━━ Items

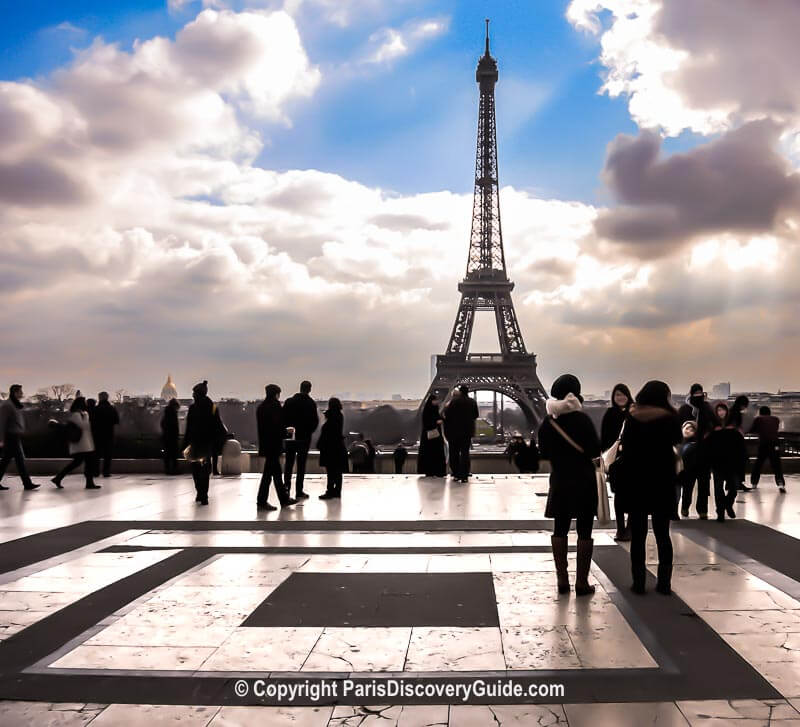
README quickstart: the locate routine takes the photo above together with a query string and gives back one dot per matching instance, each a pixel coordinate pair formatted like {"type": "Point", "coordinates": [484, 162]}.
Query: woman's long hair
{"type": "Point", "coordinates": [656, 393]}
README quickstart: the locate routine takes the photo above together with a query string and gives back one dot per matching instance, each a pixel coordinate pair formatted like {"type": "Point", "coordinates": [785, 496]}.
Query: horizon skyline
{"type": "Point", "coordinates": [168, 198]}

━━━━

What you will do: Put the material above into a two-column CSV with the headers "request" and "response", giving one row per request. Place its text and its answer each in a single quoted field with line breaks turned into spaces, and leave the pictures out.

Response to this task:
request,response
"README quickstart: the locate routine takes the photo above together with a query string and gives back one dot per matching instance, each a pixel coordinate pair formatted like {""type"": ""Point"", ""coordinates"": [484, 162]}. Query: woman's long hair","{""type"": ""Point"", ""coordinates"": [656, 393]}"
"README quickstart: the locate routine takes the photo above together with a query string and gives back one dot per matching instance, each a pixel coordinate pair formatted like {""type"": ""Point"", ""coordinates"": [785, 496]}. Query: horizon skyline","{""type"": ""Point"", ""coordinates"": [168, 198]}"